Tucked deep inside a labyrinth of lanes behind Port-au-Prince’s main boulevard, Grand Rue, sits what remains of one of Haiti’s most unique art galleries.
At the entrance is a large, black arch with letters cut from forged scrap metal reading “Atis Rezistans,” Haitian Creole for Resistance Artists. For nearly three decades, discarded objects have been transformed into sculpture here, a practice rooted in the cultural belief that materials, like people, can serve in more than one way.
It’s a philosophy of new beginnings, and it has taken on new meaning over the past two years as the streets surrounding the gallery have been looted, burned, and largely abandoned.
Why We Wrote This
Haiti is in a security and humanitarian tailspin, with millions of people internally displaced. The experience of a Port-au-Prince artist collective shows just how disrupted life has become – and the power of perseverance.
Since the assassination of President Jovenel Moïse in 2021, violence has shaken Haitian society, unraveling and reshaping its cultural life. The experiences of the artists from Grand Rue demonstrate much of that shift. They once helped connect the city’s artists to international audiences. But today, they are displaced across the country. Meanwhile, their gallery sits abandoned at the center of a violent conflict between gangs, police, international security missions, and politicians.
“We take what is broken, abandoned, or poor, and turn it into powerful art that speaks out against injustice,” says André Eugène who helped found the collective in 1996, on the same street where he grew up. He sees art as a way to lead Haiti back toward peace.
“Everyone was welcome”

Dataset extract -
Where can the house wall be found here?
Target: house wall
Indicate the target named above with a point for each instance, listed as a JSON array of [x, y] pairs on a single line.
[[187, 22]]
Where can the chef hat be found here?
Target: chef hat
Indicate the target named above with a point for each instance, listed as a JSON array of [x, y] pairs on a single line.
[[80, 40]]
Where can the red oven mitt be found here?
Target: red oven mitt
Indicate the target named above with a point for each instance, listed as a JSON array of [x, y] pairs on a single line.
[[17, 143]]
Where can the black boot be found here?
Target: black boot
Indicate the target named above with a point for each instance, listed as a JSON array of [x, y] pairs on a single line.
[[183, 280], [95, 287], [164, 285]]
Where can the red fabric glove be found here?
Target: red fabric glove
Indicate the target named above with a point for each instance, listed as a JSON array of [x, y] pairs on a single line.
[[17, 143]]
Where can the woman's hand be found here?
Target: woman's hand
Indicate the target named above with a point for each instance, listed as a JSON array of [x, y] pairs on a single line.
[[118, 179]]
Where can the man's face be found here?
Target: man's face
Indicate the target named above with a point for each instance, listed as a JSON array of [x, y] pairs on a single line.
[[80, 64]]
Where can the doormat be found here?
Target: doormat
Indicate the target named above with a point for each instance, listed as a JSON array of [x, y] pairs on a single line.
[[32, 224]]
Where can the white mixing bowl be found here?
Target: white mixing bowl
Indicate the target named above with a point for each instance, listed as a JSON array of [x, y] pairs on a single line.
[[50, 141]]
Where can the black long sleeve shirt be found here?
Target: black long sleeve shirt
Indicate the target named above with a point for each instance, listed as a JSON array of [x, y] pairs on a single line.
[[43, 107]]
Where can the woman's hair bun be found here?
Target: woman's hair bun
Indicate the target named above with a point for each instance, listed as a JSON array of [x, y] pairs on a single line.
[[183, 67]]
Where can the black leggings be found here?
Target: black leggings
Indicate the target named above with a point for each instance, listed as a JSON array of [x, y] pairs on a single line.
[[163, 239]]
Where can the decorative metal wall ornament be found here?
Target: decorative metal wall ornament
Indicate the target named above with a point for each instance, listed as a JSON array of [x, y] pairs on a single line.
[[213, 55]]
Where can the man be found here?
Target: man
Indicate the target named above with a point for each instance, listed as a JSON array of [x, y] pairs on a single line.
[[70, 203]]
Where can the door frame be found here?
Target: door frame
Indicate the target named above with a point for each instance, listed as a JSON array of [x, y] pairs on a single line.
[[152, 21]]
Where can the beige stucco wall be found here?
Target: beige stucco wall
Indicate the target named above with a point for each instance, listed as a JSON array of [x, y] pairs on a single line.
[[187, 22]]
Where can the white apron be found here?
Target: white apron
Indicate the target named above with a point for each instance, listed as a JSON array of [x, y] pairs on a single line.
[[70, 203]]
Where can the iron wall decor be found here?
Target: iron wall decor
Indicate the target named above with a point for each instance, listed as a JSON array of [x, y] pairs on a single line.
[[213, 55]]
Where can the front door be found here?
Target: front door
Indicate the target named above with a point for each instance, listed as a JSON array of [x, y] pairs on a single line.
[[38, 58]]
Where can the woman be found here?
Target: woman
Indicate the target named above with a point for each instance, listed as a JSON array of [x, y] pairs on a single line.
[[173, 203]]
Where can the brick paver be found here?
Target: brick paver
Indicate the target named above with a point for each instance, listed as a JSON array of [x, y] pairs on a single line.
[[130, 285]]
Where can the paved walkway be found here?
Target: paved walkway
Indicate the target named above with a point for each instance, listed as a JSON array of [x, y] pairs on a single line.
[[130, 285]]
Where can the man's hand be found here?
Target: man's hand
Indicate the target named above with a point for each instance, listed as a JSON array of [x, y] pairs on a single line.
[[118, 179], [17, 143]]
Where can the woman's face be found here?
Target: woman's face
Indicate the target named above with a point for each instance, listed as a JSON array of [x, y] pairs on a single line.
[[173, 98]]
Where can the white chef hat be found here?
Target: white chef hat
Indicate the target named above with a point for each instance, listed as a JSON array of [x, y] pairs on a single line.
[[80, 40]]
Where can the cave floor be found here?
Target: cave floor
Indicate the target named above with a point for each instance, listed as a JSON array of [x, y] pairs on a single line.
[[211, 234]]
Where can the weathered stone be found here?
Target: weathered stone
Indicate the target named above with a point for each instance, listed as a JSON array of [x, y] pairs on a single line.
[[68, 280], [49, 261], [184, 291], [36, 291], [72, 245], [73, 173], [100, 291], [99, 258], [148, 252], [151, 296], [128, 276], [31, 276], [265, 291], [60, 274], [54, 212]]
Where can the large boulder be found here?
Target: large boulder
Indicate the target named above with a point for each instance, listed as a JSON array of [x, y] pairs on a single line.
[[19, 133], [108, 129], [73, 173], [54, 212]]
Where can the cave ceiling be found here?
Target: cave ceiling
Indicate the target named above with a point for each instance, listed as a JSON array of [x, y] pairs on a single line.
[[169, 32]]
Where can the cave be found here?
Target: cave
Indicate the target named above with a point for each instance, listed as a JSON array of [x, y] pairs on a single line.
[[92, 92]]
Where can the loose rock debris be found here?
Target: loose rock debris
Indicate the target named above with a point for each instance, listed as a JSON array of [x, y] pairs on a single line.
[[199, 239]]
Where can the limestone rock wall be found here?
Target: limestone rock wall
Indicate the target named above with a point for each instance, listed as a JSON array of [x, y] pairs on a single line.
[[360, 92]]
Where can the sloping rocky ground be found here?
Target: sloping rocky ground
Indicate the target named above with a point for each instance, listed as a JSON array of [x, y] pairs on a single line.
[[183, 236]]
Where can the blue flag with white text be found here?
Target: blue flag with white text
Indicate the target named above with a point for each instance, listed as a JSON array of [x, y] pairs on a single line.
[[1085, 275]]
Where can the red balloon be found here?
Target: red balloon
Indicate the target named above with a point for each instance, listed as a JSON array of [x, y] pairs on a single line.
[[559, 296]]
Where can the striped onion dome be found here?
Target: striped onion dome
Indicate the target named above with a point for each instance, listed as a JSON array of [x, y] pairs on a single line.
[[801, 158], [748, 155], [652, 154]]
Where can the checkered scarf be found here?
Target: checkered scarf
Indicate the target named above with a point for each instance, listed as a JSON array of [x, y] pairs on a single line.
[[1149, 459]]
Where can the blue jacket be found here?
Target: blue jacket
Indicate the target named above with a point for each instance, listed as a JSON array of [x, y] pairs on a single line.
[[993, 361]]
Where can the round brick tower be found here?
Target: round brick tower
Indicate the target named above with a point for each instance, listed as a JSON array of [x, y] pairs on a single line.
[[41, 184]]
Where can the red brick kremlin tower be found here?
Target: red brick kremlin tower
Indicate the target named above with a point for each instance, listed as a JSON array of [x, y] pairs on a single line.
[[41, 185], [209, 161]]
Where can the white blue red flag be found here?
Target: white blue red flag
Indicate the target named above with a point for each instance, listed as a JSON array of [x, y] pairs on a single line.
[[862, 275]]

Required actions -
**a)** From the entries, pick out every line that contains the string "flag" and copy those lines, treating uppercase and lowercase letters as different.
**b)** Continue the article on the Haitian artist collective Atis Rezistans, beginning right after its final line.

Final results -
**a)**
Where can the blue flag with white text be found here?
Target: blue flag with white text
Where can the white blue red flag be found here?
Target: white blue red flag

**b)**
Mr. Eugène taught himself woodcarving, inspired by sculptors at the capital’s Iron Market and by ceremonies for Vodou, a religion that blends West African spiritual traditions with elements of Catholicism. He started creating art from materials sourced in the streets, primarily the informal car-repair district. With cast-off tires, engine parts, plastic toys, and musical instruments, he made paintings, created jewelry, and fused sculptures.
Art, for him, is a way to tell stories about Haiti. He eschews aesthetics that might appeal to tourists, and instead addresses themes ranging from United Nations interventions to migration.
Other artists joined him over the years, growing into a movement of nearly a dozen members.
“Everyone was welcome there, no matter which neighborhood we came from,” says Ricardo Boucher, an activist who organizes poetry slams for displaced youth. He grew up immersing himself in literature at the National Library, before taking his verses into the streets, often painting walls alongside Grand Rue’s artists.
In 2009, the mostly self-taught artists began hosting the Ghetto Biennale, a cross-cultural arts festival held in informal neighborhoods in Port-au-Prince. It was a political statement, challenging the exclusivity and economic hierarchies of traditional art fairs.
“It was incredibly inspiring,” says Leah Gordon, a British photographer who helped found the Ghetto Biennale. Creating across socioeconomic lines is “something we’ve lost in Britain,” she says.
Nearly two years have passed since civilians could enter the Grand Rue gallery. In March 2024, armed groups launched a wave of attacks in Port‑au‑Prince, arriving at Mr. Eugène’s doorstep.
Members of a powerful gang coalition, Viv Ansanm, “entered with shotguns,” he recalls. But once they got a look at the art, the mood shifted. “You’re Vodou artists,” he recalls them saying. “We won’t harm your place.” Mr. Eugène suspects they were practitioners and superstitious about tampering with his art – though they did commandeer the space to store their weapons.
It wasn’t just Grand Rue that was targeted. The National Library was looted and ransacked, publishing houses and radio studios were set on fire, and bohemian gathering spots where the country’s creative class once thrived were attacked. The National Theater and the Ministry of Culture and Communication have been turned into shelters for displaced people.
An estimated 90% of the capital is now controlled by armed gangs, and almost 1.5 million people are internally displaced. Haiti hasn’t held a national election in a decade. A new multinational security force is scheduled to arrive in April to assist the Haitian police, who are often outnumbered by gangs.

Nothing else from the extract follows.